会場は大阪府ではそこそこ名前の通った本屋さんだった。たぶん土曜日だったと思う。
会場に行ってみると、すごく人が並んでいるのでびっくりした。
「うわあ、すごいなあ。俺って人気があるんだな」
……と喜んだのも束の間だった。よく見ると、知っている人間ばかりなのだ。
会社の人や、妻の親戚が殆どである。
会社の同僚などは、行列が途切れてはまずいとばかりに、二度も並んでくれた。
一体どれぐらい売れたのかは不明だが、
とりあえずサイン会として格好はついたようである。
それでやめておけばよかったのだが、書店の社長が欲を出してしまった。
「北村さん、明日、別の支店でもう一回やりましょう」と提案してきた。
ここで断っておけば何の問題もなかったのだが、忠士は調子に乗っていた。
生まれて初めていっぱいサインをしたせいで、すっかりスター作家気取りなのだ。
「いいですねえ、やりましょう」と安請け合いしてしまった。
209名無しさんの野望:2001/06/26(火) 01:10
知り合いのおかげで本日のサイン会が辛うじて成り立ったということを、
すっかり忘れていたのだ。好天に恵まれた翌日、本屋の社長と忠士は、
某駅前の書店に机を出し、
「北村忠士(タダシン=レイ)サイン会」というのぼりを立てて、
客がどっと押し寄せるのを待ち構えていた。
社長は売る気満々、忠士はサインする気満々である。

作業の指示:
上のサイン会の話を、最後の文の後から続けて書いてください。

提示情報:
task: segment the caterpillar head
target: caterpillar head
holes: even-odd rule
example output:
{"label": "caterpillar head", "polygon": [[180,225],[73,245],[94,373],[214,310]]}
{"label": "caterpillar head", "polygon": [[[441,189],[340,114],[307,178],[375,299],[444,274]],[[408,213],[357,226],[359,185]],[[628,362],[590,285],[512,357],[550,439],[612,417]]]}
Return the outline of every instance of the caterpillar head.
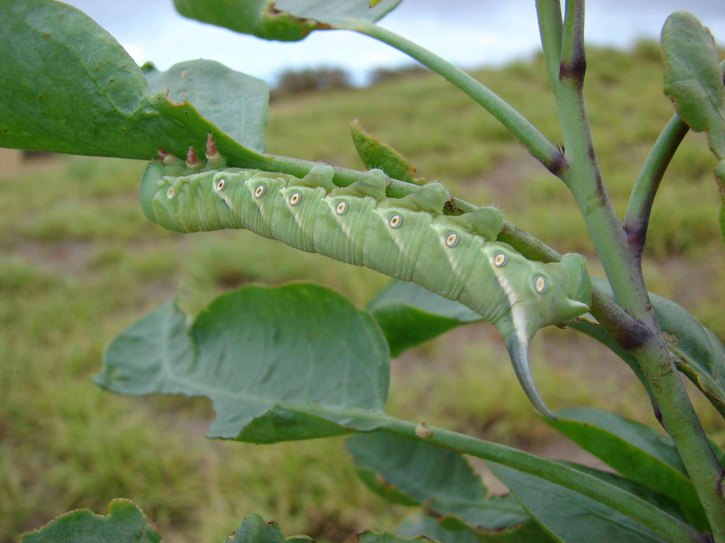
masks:
{"label": "caterpillar head", "polygon": [[210,170],[198,161],[190,168],[154,161],[141,177],[144,214],[167,230],[179,232],[233,227],[231,195],[241,176],[228,170]]}
{"label": "caterpillar head", "polygon": [[[502,244],[499,244],[502,245]],[[493,324],[504,340],[516,376],[540,413],[556,419],[542,400],[529,367],[529,342],[539,328],[576,318],[589,309],[592,286],[581,255],[565,255],[560,262],[543,264],[494,248],[497,279],[510,310]],[[506,273],[502,269],[508,266]]]}

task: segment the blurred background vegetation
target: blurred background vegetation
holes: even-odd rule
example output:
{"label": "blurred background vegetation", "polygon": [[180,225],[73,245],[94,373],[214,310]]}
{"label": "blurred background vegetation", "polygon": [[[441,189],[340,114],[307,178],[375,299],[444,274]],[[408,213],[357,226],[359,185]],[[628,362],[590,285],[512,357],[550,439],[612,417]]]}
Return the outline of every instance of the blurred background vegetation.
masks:
{"label": "blurred background vegetation", "polygon": [[[656,43],[592,49],[586,98],[598,158],[617,213],[672,115]],[[473,72],[537,126],[561,139],[540,58]],[[271,153],[361,167],[350,119],[401,151],[418,174],[444,182],[601,274],[563,184],[470,98],[416,67],[381,70],[352,88],[335,69],[289,73],[274,92]],[[254,445],[206,439],[210,403],[128,397],[88,377],[104,345],[178,294],[196,313],[247,282],[306,279],[364,306],[388,278],[296,251],[246,231],[178,235],[147,221],[138,203],[144,163],[51,157],[0,177],[0,542],[76,508],[105,513],[130,498],[167,543],[220,542],[249,513],[320,543],[392,529],[407,510],[384,503],[355,475],[341,439]],[[662,183],[645,272],[651,290],[687,307],[725,339],[724,251],[715,160],[690,134]],[[657,423],[627,366],[573,330],[544,329],[534,372],[552,408],[594,405]],[[500,339],[484,324],[457,329],[393,361],[389,411],[552,458],[595,464],[534,414]],[[689,387],[711,437],[725,424]],[[484,474],[492,489],[500,486]]]}

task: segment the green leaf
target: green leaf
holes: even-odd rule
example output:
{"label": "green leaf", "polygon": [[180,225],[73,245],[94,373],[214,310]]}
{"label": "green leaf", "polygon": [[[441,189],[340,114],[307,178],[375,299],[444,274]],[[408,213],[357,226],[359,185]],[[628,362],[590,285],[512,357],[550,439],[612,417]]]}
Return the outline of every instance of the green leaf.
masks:
{"label": "green leaf", "polygon": [[223,26],[243,34],[281,41],[297,41],[312,30],[347,28],[374,22],[401,0],[174,0],[184,17]]}
{"label": "green leaf", "polygon": [[381,479],[370,488],[384,497],[396,489],[408,497],[405,505],[423,505],[444,526],[472,529],[483,542],[513,541],[521,534],[531,543],[550,541],[513,497],[489,497],[481,478],[457,452],[382,432],[351,436],[347,444],[365,471],[363,481],[371,471]]}
{"label": "green leaf", "polygon": [[128,500],[108,504],[107,516],[77,509],[20,536],[20,543],[159,543],[161,534],[141,509]]}
{"label": "green leaf", "polygon": [[679,504],[696,527],[710,525],[674,443],[653,428],[593,408],[557,411],[547,422],[625,477]]}
{"label": "green leaf", "polygon": [[386,420],[388,345],[375,321],[323,287],[247,286],[186,331],[169,302],[108,345],[96,383],[123,394],[202,395],[210,437],[255,443],[374,429]]}
{"label": "green leaf", "polygon": [[689,12],[675,12],[662,28],[665,94],[695,132],[708,132],[710,148],[725,159],[725,90],[710,31]]}
{"label": "green leaf", "polygon": [[383,329],[390,353],[432,340],[452,328],[482,319],[465,306],[406,281],[393,281],[368,305]]}
{"label": "green leaf", "polygon": [[365,530],[357,536],[357,540],[360,543],[426,543],[426,542],[434,541],[434,543],[439,543],[434,539],[430,539],[423,536],[415,536],[414,537],[401,537],[387,531],[370,531]]}
{"label": "green leaf", "polygon": [[[592,276],[592,282],[612,295],[612,289],[606,279]],[[723,344],[684,307],[659,295],[649,294],[667,345],[680,359],[677,369],[697,385],[725,417],[725,348]]]}
{"label": "green leaf", "polygon": [[720,204],[718,222],[720,223],[720,236],[722,237],[723,244],[725,245],[725,203]]}
{"label": "green leaf", "polygon": [[[191,102],[173,102],[163,92],[150,96],[141,69],[113,37],[66,4],[0,2],[0,54],[1,147],[150,159],[159,148],[178,156],[190,145],[203,149],[211,131],[230,164],[263,168],[269,162],[218,129]],[[205,83],[218,85],[223,71]],[[261,89],[254,83],[249,90]],[[202,101],[207,111],[210,92]],[[238,93],[231,99],[223,90],[215,96],[234,109]],[[245,103],[259,104],[261,98]],[[259,146],[263,135],[254,130],[263,125],[259,119],[266,117],[266,105],[255,114],[256,125],[244,129],[242,139]]]}
{"label": "green leaf", "polygon": [[365,132],[357,119],[353,119],[350,125],[352,141],[355,149],[368,169],[379,168],[386,175],[399,181],[405,181],[415,185],[425,185],[426,180],[415,178],[415,169],[405,159],[405,157],[395,149],[384,143],[380,138]]}
{"label": "green leaf", "polygon": [[[437,539],[442,543],[481,543],[476,532],[470,528],[452,529],[444,528],[435,517],[430,515],[410,515],[395,529],[395,533],[400,536],[424,536],[431,539]],[[505,541],[505,540],[502,540]],[[526,543],[526,539],[511,543]]]}
{"label": "green leaf", "polygon": [[666,541],[629,517],[579,492],[500,464],[486,463],[557,542]]}
{"label": "green leaf", "polygon": [[231,536],[225,538],[224,543],[304,543],[315,540],[307,536],[285,537],[282,530],[274,521],[265,522],[259,515],[247,515],[239,527]]}
{"label": "green leaf", "polygon": [[269,87],[261,79],[213,60],[189,60],[165,72],[144,70],[152,94],[169,89],[172,101],[188,100],[199,114],[241,145],[265,151]]}

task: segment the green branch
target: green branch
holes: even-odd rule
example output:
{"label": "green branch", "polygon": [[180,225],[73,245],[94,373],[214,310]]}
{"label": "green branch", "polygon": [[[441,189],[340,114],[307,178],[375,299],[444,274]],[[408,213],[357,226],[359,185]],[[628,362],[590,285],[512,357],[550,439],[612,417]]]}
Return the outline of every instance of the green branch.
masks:
{"label": "green branch", "polygon": [[355,30],[410,55],[423,65],[442,75],[506,127],[521,145],[547,169],[556,172],[561,167],[561,153],[531,122],[491,89],[476,81],[460,68],[377,25],[365,25]]}
{"label": "green branch", "polygon": [[562,37],[559,85],[554,89],[566,148],[567,167],[560,177],[571,189],[612,287],[615,300],[641,323],[644,333],[626,331],[618,342],[637,359],[650,384],[655,412],[672,437],[716,543],[725,542],[725,500],[722,468],[676,371],[650,301],[639,253],[630,248],[602,181],[584,106],[587,62],[584,49],[584,0],[567,0]]}
{"label": "green branch", "polygon": [[637,258],[642,258],[642,252],[645,248],[652,204],[655,201],[655,195],[660,187],[662,176],[665,174],[672,156],[689,130],[689,127],[676,113],[673,115],[647,155],[629,195],[623,226],[629,246]]}
{"label": "green branch", "polygon": [[536,17],[544,62],[549,81],[554,88],[559,85],[559,64],[561,62],[561,2],[560,0],[536,0]]}
{"label": "green branch", "polygon": [[574,490],[608,505],[647,526],[672,543],[705,543],[707,536],[652,504],[600,479],[498,443],[478,439],[450,430],[428,426],[430,437],[415,434],[415,424],[390,418],[384,427],[399,435],[508,466]]}

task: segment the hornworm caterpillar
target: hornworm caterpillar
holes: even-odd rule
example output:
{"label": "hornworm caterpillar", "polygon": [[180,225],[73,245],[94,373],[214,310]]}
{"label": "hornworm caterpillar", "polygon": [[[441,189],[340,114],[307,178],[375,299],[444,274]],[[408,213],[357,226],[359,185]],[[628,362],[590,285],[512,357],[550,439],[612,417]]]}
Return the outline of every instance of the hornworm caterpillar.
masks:
{"label": "hornworm caterpillar", "polygon": [[297,249],[412,281],[471,308],[503,337],[516,376],[534,407],[547,408],[529,366],[529,342],[542,327],[588,310],[589,274],[581,255],[530,261],[496,241],[502,219],[492,207],[444,215],[437,182],[386,198],[386,177],[371,169],[348,187],[318,164],[302,178],[228,168],[213,140],[207,161],[190,148],[186,164],[160,151],[141,182],[144,213],[175,232],[246,228]]}

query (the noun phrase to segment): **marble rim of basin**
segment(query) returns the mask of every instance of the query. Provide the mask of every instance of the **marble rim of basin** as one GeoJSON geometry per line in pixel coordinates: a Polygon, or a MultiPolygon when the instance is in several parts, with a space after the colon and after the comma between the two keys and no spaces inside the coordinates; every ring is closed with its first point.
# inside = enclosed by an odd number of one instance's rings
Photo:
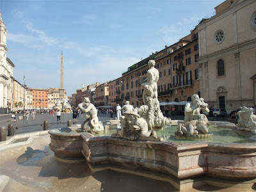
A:
{"type": "Polygon", "coordinates": [[[51,137],[49,147],[57,160],[70,163],[85,161],[81,151],[83,143],[81,132],[69,127],[54,129],[48,132],[51,137]]]}
{"type": "Polygon", "coordinates": [[[254,143],[180,144],[93,137],[88,133],[81,137],[82,152],[92,168],[147,170],[170,174],[178,179],[202,175],[230,179],[256,177],[254,143]]]}

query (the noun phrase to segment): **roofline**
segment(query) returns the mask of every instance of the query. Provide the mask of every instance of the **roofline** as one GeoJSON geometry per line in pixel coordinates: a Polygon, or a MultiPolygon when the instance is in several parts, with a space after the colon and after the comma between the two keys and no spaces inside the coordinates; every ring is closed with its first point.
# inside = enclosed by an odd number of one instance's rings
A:
{"type": "Polygon", "coordinates": [[[9,59],[8,58],[6,58],[6,60],[10,63],[10,64],[12,65],[12,66],[13,67],[15,67],[15,65],[13,64],[13,63],[11,61],[10,59],[9,59]]]}

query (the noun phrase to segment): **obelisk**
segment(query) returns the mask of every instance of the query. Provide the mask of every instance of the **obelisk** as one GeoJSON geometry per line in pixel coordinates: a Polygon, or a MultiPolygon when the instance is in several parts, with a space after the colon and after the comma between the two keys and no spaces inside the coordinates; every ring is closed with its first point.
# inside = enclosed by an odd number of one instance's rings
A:
{"type": "Polygon", "coordinates": [[[63,54],[61,51],[61,67],[60,67],[60,98],[65,97],[65,90],[63,86],[63,54]]]}

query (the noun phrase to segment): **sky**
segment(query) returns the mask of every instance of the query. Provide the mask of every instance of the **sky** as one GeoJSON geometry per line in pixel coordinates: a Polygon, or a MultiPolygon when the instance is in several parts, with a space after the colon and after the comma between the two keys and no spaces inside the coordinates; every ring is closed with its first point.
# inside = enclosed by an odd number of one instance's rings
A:
{"type": "Polygon", "coordinates": [[[106,83],[189,35],[224,0],[0,0],[13,76],[28,86],[60,87],[71,96],[82,84],[106,83]]]}

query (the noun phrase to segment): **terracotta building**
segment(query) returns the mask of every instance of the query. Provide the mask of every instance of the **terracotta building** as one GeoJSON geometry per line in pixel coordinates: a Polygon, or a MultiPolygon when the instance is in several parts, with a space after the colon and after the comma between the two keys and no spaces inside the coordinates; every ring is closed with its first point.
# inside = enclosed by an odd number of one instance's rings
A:
{"type": "Polygon", "coordinates": [[[108,83],[101,84],[98,86],[95,90],[95,106],[108,106],[109,95],[108,83]]]}
{"type": "Polygon", "coordinates": [[[33,107],[48,108],[48,90],[30,88],[33,94],[33,107]]]}
{"type": "MultiPolygon", "coordinates": [[[[13,79],[13,108],[22,109],[24,108],[24,92],[26,93],[25,89],[24,88],[23,84],[21,84],[19,81],[16,79],[13,79]]],[[[25,97],[26,99],[26,97],[25,97]]],[[[26,100],[25,100],[26,103],[26,100]]]]}

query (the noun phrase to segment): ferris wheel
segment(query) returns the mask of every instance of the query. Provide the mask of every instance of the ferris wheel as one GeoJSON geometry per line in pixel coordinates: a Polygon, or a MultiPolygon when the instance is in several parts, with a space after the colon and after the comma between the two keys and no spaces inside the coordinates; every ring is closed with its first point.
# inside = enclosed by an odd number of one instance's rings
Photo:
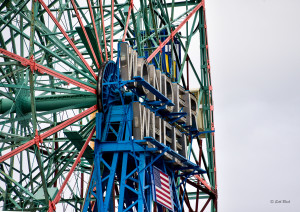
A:
{"type": "Polygon", "coordinates": [[[0,210],[217,211],[204,1],[0,1],[0,210]]]}

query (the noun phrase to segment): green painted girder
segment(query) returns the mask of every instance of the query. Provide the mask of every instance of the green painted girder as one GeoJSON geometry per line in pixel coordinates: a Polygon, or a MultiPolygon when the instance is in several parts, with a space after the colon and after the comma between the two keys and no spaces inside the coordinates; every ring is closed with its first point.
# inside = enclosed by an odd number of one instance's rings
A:
{"type": "MultiPolygon", "coordinates": [[[[19,97],[16,101],[19,101],[19,106],[7,98],[0,99],[0,114],[10,111],[16,112],[17,107],[25,114],[31,111],[30,97],[19,97]]],[[[96,104],[95,95],[47,95],[35,97],[36,111],[50,111],[72,105],[79,105],[80,108],[88,108],[96,104]]]]}

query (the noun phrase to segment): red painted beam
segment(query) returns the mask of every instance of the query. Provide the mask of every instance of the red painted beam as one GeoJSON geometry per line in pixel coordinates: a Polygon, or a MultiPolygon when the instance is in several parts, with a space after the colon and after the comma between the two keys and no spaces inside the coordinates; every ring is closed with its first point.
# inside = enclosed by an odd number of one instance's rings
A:
{"type": "MultiPolygon", "coordinates": [[[[199,175],[194,175],[208,190],[212,191],[211,187],[207,184],[207,182],[202,179],[199,175]]],[[[213,191],[212,191],[213,192],[213,191]]]]}
{"type": "Polygon", "coordinates": [[[103,62],[102,50],[101,50],[101,46],[100,46],[100,41],[99,41],[99,36],[98,36],[97,28],[96,28],[96,23],[95,23],[94,13],[93,13],[93,10],[92,10],[91,1],[90,0],[87,0],[87,1],[88,1],[88,5],[89,5],[90,14],[91,14],[91,19],[92,19],[92,22],[93,22],[95,36],[96,36],[96,39],[97,39],[98,49],[100,51],[101,62],[103,62]]]}
{"type": "Polygon", "coordinates": [[[103,31],[103,40],[104,40],[105,56],[106,56],[106,61],[108,61],[108,54],[107,54],[107,46],[106,46],[106,35],[105,35],[105,25],[104,25],[104,15],[103,15],[102,0],[99,0],[99,5],[100,5],[100,13],[101,13],[101,23],[102,23],[102,31],[103,31]]]}
{"type": "Polygon", "coordinates": [[[110,60],[114,57],[114,6],[115,0],[111,0],[111,25],[110,25],[110,60]]]}
{"type": "Polygon", "coordinates": [[[57,28],[61,31],[61,33],[67,39],[67,41],[72,46],[72,48],[74,49],[74,51],[76,52],[76,54],[79,56],[79,58],[81,59],[81,61],[84,63],[84,65],[87,67],[87,69],[93,75],[93,77],[97,80],[98,79],[97,75],[95,74],[95,72],[93,71],[93,69],[89,66],[89,64],[87,63],[87,61],[84,59],[84,57],[82,56],[82,54],[80,53],[80,51],[77,49],[77,47],[75,46],[74,42],[67,35],[66,31],[62,28],[62,26],[59,24],[59,22],[57,21],[57,19],[51,13],[50,9],[47,7],[47,5],[45,4],[45,2],[43,0],[38,0],[38,1],[44,7],[44,9],[46,10],[46,12],[50,16],[50,18],[53,20],[53,22],[55,23],[55,25],[57,26],[57,28]]]}
{"type": "Polygon", "coordinates": [[[12,58],[14,60],[17,60],[17,61],[21,62],[21,64],[23,66],[30,66],[31,70],[35,70],[35,71],[37,70],[37,71],[39,71],[42,74],[43,73],[47,73],[47,74],[49,74],[51,76],[54,76],[54,77],[59,78],[61,80],[64,80],[64,81],[66,81],[66,82],[68,82],[70,84],[76,85],[76,86],[78,86],[78,87],[80,87],[80,88],[82,88],[84,90],[87,90],[87,91],[89,91],[91,93],[94,93],[94,94],[96,93],[96,90],[94,88],[91,88],[90,86],[85,85],[85,84],[83,84],[81,82],[78,82],[78,81],[76,81],[74,79],[71,79],[71,78],[69,78],[68,76],[66,76],[64,74],[61,74],[61,73],[56,72],[56,71],[54,71],[54,70],[52,70],[50,68],[47,68],[47,67],[45,67],[43,65],[40,65],[40,64],[36,63],[33,59],[30,59],[30,60],[26,59],[24,57],[16,55],[16,54],[14,54],[12,52],[9,52],[9,51],[7,51],[5,49],[2,49],[2,48],[0,48],[0,53],[4,54],[4,55],[6,55],[6,56],[8,56],[8,57],[10,57],[10,58],[12,58]]]}
{"type": "MultiPolygon", "coordinates": [[[[81,159],[81,157],[82,157],[82,155],[83,155],[85,149],[86,149],[87,146],[89,145],[90,140],[92,139],[92,137],[93,137],[93,135],[94,135],[94,133],[95,133],[95,130],[96,130],[96,128],[94,127],[93,130],[92,130],[92,132],[91,132],[91,134],[90,134],[89,137],[87,138],[85,144],[83,145],[82,149],[80,150],[80,152],[79,152],[79,154],[78,154],[78,156],[77,156],[75,162],[73,163],[72,168],[70,169],[70,171],[69,171],[69,173],[68,173],[68,175],[67,175],[65,181],[64,181],[63,184],[61,185],[61,187],[60,187],[58,193],[56,194],[56,196],[55,196],[55,198],[54,198],[54,200],[53,200],[53,202],[52,202],[54,205],[56,205],[56,204],[59,202],[59,200],[60,200],[60,198],[61,198],[61,194],[62,194],[62,192],[63,192],[65,186],[67,185],[67,183],[68,183],[68,181],[69,181],[71,175],[73,174],[73,172],[74,172],[74,170],[75,170],[77,164],[80,162],[80,159],[81,159]]],[[[52,210],[51,210],[50,207],[49,207],[49,210],[48,210],[48,211],[49,211],[49,212],[52,212],[52,210]]]]}
{"type": "Polygon", "coordinates": [[[124,29],[124,35],[123,35],[123,38],[122,38],[122,41],[123,41],[123,42],[125,41],[125,37],[126,37],[126,34],[127,34],[128,25],[129,25],[129,20],[130,20],[130,14],[131,14],[131,10],[132,10],[132,9],[133,9],[133,0],[130,1],[130,5],[129,5],[129,9],[128,9],[128,15],[127,15],[126,26],[125,26],[125,29],[124,29]]]}
{"type": "Polygon", "coordinates": [[[206,203],[204,204],[204,206],[203,206],[203,208],[201,209],[200,212],[203,212],[203,211],[205,210],[205,208],[207,207],[207,205],[208,205],[208,203],[210,202],[210,200],[211,200],[211,197],[208,198],[208,200],[206,201],[206,203]]]}
{"type": "Polygon", "coordinates": [[[91,49],[91,51],[92,51],[92,55],[93,55],[93,58],[94,58],[94,60],[95,60],[95,62],[96,62],[97,68],[99,69],[99,68],[100,68],[100,64],[99,64],[98,59],[97,59],[97,57],[96,57],[96,54],[95,54],[95,52],[94,52],[94,48],[93,48],[93,46],[92,46],[92,44],[91,44],[91,41],[90,41],[90,39],[89,39],[89,36],[88,36],[88,34],[87,34],[86,30],[85,30],[85,27],[84,27],[84,25],[83,25],[83,23],[82,23],[82,21],[81,21],[81,18],[80,18],[80,15],[79,15],[79,12],[78,12],[78,9],[77,9],[77,7],[76,7],[76,4],[75,4],[74,0],[71,0],[71,3],[72,3],[72,5],[73,5],[74,11],[75,11],[76,17],[77,17],[77,19],[78,19],[78,22],[79,22],[79,24],[80,24],[80,26],[81,26],[81,29],[83,30],[83,33],[84,33],[84,35],[85,35],[85,38],[86,38],[86,40],[87,40],[87,42],[88,42],[88,44],[89,44],[89,47],[90,47],[90,49],[91,49]]]}
{"type": "Polygon", "coordinates": [[[171,35],[167,37],[164,42],[160,43],[159,46],[155,49],[155,51],[147,58],[147,62],[150,63],[151,60],[155,57],[155,55],[179,32],[179,30],[183,27],[183,25],[203,6],[203,1],[201,1],[190,14],[176,27],[174,31],[171,32],[171,35]]]}
{"type": "MultiPolygon", "coordinates": [[[[40,141],[42,142],[43,139],[49,137],[50,135],[64,129],[65,127],[69,126],[70,124],[82,119],[83,117],[91,114],[92,112],[94,112],[95,110],[97,110],[97,106],[94,105],[92,107],[90,107],[89,109],[83,111],[82,113],[77,114],[76,116],[64,121],[63,123],[57,125],[56,127],[52,128],[51,130],[48,130],[42,134],[39,135],[39,139],[41,139],[40,141]]],[[[28,141],[27,143],[19,146],[18,148],[12,150],[11,152],[8,152],[7,154],[3,155],[0,157],[0,163],[2,163],[3,161],[11,158],[12,156],[22,152],[23,150],[29,148],[30,146],[36,144],[37,139],[33,138],[30,141],[28,141]]]]}

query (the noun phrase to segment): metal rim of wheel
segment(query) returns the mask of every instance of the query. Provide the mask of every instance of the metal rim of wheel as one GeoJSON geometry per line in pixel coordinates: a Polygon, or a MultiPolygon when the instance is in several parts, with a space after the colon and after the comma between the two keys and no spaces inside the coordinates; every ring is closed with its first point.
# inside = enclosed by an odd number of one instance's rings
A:
{"type": "MultiPolygon", "coordinates": [[[[163,68],[167,62],[160,51],[165,51],[162,47],[168,39],[172,42],[169,60],[179,67],[173,71],[170,66],[169,75],[173,81],[178,75],[178,82],[189,89],[184,68],[188,63],[197,69],[188,50],[193,37],[200,39],[200,70],[190,78],[195,76],[201,88],[204,128],[214,129],[203,1],[134,3],[20,0],[0,4],[1,209],[80,210],[92,164],[78,155],[94,134],[97,107],[108,109],[103,101],[110,99],[112,89],[100,86],[105,98],[99,102],[97,86],[103,79],[115,82],[118,77],[109,71],[116,70],[109,66],[116,65],[112,60],[117,57],[118,41],[129,42],[139,56],[163,68]],[[188,20],[192,24],[184,33],[181,28],[188,20]],[[184,52],[181,61],[175,38],[184,52]],[[98,70],[104,73],[101,80],[98,70]]],[[[206,153],[192,157],[208,176],[190,179],[193,189],[186,192],[184,204],[195,210],[209,203],[215,211],[214,134],[206,135],[206,145],[200,138],[197,141],[198,152],[206,153]]]]}

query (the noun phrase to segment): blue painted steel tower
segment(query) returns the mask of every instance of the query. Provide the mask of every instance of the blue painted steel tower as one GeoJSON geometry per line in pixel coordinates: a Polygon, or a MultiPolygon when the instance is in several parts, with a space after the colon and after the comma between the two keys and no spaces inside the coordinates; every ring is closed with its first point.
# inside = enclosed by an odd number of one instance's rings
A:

最終回答:
しかし待てど暮らせど客は来なかった。いや、書店に客は来るのだが、
こっちに目を向ける人は殆どいないのだ。
「何だこいつ」という冷たい視線をたまに投げられるだけである。
三十分ほどそうしていたが、どうやらこれは失敗らしいと気づいた我々は、
どちらからともなく、今日はもうやめましょうといいだした。
210名無しさんの野望:2001/06/26(火) 01:10
それで机を片づけようとすると、小学生ぐらいのガキが近づいてきて、
「サインしてくれるの?」と訊いた。
そうだよと答えるとガキはどこからか新聞のチラシを持ってきた。
それを裏返し、「ここに書いて」というのだった。
半ばヤケになっていた忠士はそこにサインをし、ガキと握手までした。
サイン会二日目に書いたサインはそれだけである。
その時に忠士は決意したのだった。この先売れることがあっても、
絶対にサイン会だけはしないぞ、と。
そして、一生をオンラインゲーム開発に捧げるぞ、と。